* **Task to complete**
Turn the records below into a two-column CSV with the headers input and output, one row per record. Put each record's text and its answer in one quoted field apiece, replace line breaks with spaces, and leave out the pictures.
# start of Provided records
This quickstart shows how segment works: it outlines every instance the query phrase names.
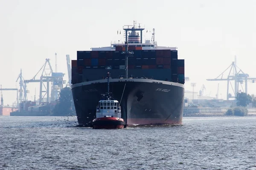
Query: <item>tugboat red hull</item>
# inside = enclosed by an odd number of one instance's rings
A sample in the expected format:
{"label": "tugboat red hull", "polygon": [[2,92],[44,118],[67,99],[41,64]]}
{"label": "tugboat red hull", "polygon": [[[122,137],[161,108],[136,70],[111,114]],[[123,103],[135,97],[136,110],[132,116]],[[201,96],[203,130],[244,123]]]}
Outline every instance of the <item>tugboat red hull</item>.
{"label": "tugboat red hull", "polygon": [[93,129],[123,129],[125,123],[122,118],[112,117],[96,118],[93,120]]}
# end of Provided records
* **Task response**
input,output
"This quickstart shows how segment works: it outlines every instance the query phrase names. Query: <item>tugboat red hull</item> # inside = enclosed by an odd number of one instance's rings A sample in the expected format: {""label"": ""tugboat red hull"", ""polygon"": [[2,92],[44,118],[67,99],[41,64]]} {""label"": ""tugboat red hull"", ""polygon"": [[[122,137],[161,108],[136,70],[111,114]],[[123,103],[135,97],[136,110],[132,116]],[[201,96],[203,130],[244,123]]]} Outline every instance of the <item>tugboat red hull</item>.","{""label"": ""tugboat red hull"", ""polygon"": [[93,129],[123,129],[125,123],[122,118],[112,117],[96,118],[93,120]]}"